**Tekstfragment:**
○ ○ ○

In Bijlage 5, Kolom A, van de Huisvestingsverordening is bepaald dat de boete voor het in gebruik geven van woonruimte zonder vergunning bij bedrijfsmatige exploitatie (eigenaar/verhuurder met meer dan één woning) bij een eerste overtreding € 6.000,00 bedraagt.
2. Aan de besluiten van 24 mei 2012 en 25 januari 2013 heeft het college ten grondslag gelegd dat uit een inspectie op 16 januari 2012 is gebleken dat [appellant] de woonruimte aan de [locatie] te Amsterdam (hierna: de woning) voor bewoning in gebruik heeft gegeven aan een huishouden dat niet beschikt over een huisvestingsvergunning. Hiermee heeft [appellant] artikel 7, tweede lid, van de Huisvestingswet, in verbinding gelezen met artikel 60, eerste lid, van de Huisvestingsverordening overtreden. Het college heeft de hoogte van de boete vastgesteld overeenkomstig Bijlage 5, Kolom A, van de Huisvestingsverordening.
3. Niet in geschil is dat de woning een vergunningplichtige woning is en dat de bewoners van de woning niet beschikten over een huisvestingsvergunning. Het geschil spitst zich toe op de vraag of [appellant] als overtreder van artikel 7, tweede lid, van de Huisvestingswet kon worden aangemerkt en het college daarmee bevoegd was hem een bestuurlijke boete op te leggen.
4. [appellant] betoogt dat de rechtbank ten onrechte heeft overwogen dat het college hem als overtreder van artikel 7, tweede lid, van de Huisvestingswet mocht aanmerken. Daartoe voert hij aan dat de rechtbank ten onrechte het standpunt van het college heeft gevolgd dat doorslaggevende betekenis mocht worden toegekend aan de verklaring van de bewoonster van de woning, [bewoonster]. Daarbij komt dat [bewoonster] de verklaring niet in haar eigen taal heeft afgelegd. Bovendien had zij belang bij een valse verklaring om uithuiszetting te voorkomen en haar criminele activiteiten te verbergen. Daarnaast heeft [bewoonster] geen huurovereenkomst kunnen overleggen en heeft haar medebewoner geen verklaring afgelegd. [appellant] kent haar niet en hij heeft niet inzake de betrokken woning bemiddeld. De rechtbank heeft voorts ten onrechte geen waarde gehecht aan de verklaring van de broer van [appellant], terwijl deze juist heeft verklaard de woning te hebben onderverhuurd en derhalve als overtreder is aan te merken, aldus [appellant].
4.1. Zoals de Afdeling eerder heeft overwogen (uitspraak van 26 maart 2003 in zaak nr. 200204094/1), is het opleggen van de bestuurlijke boete een sanctie met een punitief karakter, hetgeen met zich brengt dat aan de bewijsvoering van de overtreding en aan de motivering van het sanctiebesluit strenge eisen dienen te worden gesteld. Tevens dient bij de oplegging van een dergelijke sanctie de verwijtbaarheid van het beboetbare feit te worden betrokken.

○ ○ ○

**Gegevensregels:**

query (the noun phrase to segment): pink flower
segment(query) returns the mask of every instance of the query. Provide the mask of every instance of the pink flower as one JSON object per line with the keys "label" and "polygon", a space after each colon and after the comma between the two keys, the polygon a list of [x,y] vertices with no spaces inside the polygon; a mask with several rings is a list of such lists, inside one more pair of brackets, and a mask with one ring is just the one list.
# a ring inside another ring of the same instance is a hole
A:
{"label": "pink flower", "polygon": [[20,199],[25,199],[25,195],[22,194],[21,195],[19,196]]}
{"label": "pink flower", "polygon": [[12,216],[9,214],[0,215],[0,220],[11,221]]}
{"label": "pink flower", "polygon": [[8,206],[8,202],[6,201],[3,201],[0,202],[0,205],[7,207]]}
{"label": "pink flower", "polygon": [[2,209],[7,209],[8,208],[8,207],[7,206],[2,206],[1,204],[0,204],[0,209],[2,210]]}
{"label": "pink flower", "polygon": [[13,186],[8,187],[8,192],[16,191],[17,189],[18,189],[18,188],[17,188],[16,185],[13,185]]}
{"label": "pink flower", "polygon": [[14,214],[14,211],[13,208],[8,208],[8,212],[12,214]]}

○ ○ ○

**Gegeven opdracht 1:**
Beantwoord de volgende vragen over het fragment over de huisvestingsboete:
(a) Welk bedrag noemt Bijlage 5, Kolom A, als boete bij een eerste overtreding bij bedrijfsmatige exploitatie?
(b) Op welke datum vond de inspectie plaats?
(c) Welk zaaknummer hoort bij de uitspraak van 26 maart 2003?
**Gegeven opdracht 2:** Zet alle regels van de records alsjeblieft in een Markdown-tabel met de kolommen Nr en Regel. Geef elke regel een eigen rij, met het rijnummer in Nr en de regel zelf in Regel, en laat lege regels weg.
Het fragment en de records zijn los van elkaar staand materiaal.

**Verwacht resultaat 1:**
(a) € 6.000,00
(b) 16 januari 2012
(c) 200204094/1

**Verwacht resultaat 2:**
| Nr | Regel |
|---|---|
| 1 | query (the noun phrase to segment): pink flower |
| 2 | segment(query) returns the mask of every instance of the query. Provide the mask of every instance of the pink flower as one JSON object per line with the keys "label" and "polygon", a space after each colon and after the comma between the two keys, the polygon a list of [x,y] vertices with no spaces inside the polygon; a mask with several rings is a list of such lists, inside one more pair of brackets, and a mask with one ring is just the one list. |
| 3 | # a ring inside another ring of the same instance is a hole |
| 4 | A: |
| 5 | {"label": "pink flower", "polygon": [[20,199],[25,199],[25,195],[22,194],[21,195],[19,196]]} |
| 6 | {"label": "pink flower", "polygon": [[12,216],[9,214],[0,215],[0,220],[11,221]]} |
| 7 | {"label": "pink flower", "polygon": [[8,206],[8,202],[6,201],[3,201],[0,202],[0,205],[7,207]]} |
| 8 | {"label": "pink flower", "polygon": [[2,209],[7,209],[8,208],[8,207],[7,206],[2,206],[1,204],[0,204],[0,209],[2,210]]} |
| 9 | {"label": "pink flower", "polygon": [[13,186],[8,187],[8,192],[16,191],[17,189],[18,189],[18,188],[17,188],[16,185],[13,185]]} |
| 10 | {"label": "pink flower", "polygon": [[14,214],[14,211],[13,208],[8,208],[8,212],[12,214]]} |